## Data in this exercise:
=-=-=
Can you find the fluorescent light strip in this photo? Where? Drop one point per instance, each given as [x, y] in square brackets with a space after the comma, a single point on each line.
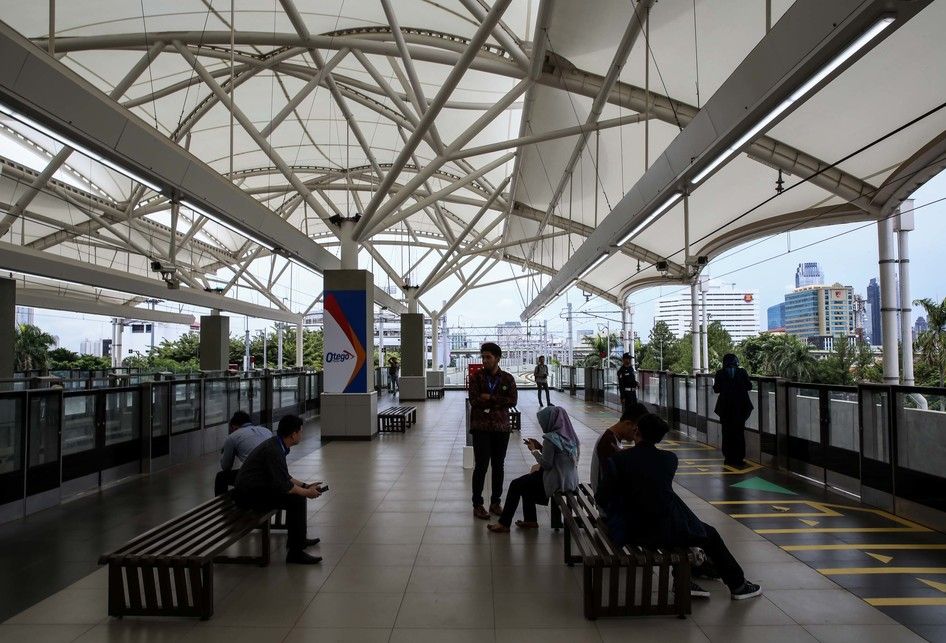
[597, 262]
[229, 226]
[72, 283]
[26, 120]
[797, 95]
[669, 203]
=-=-=
Pick out each line in the records above that contains the word "find", treating case as significant, and copy every such line in full.

Can you find the fluorescent light strip in this photo? Where? Drop one point per instance, each given as [x, y] in square brackets with a space after the comma, a single point on each line.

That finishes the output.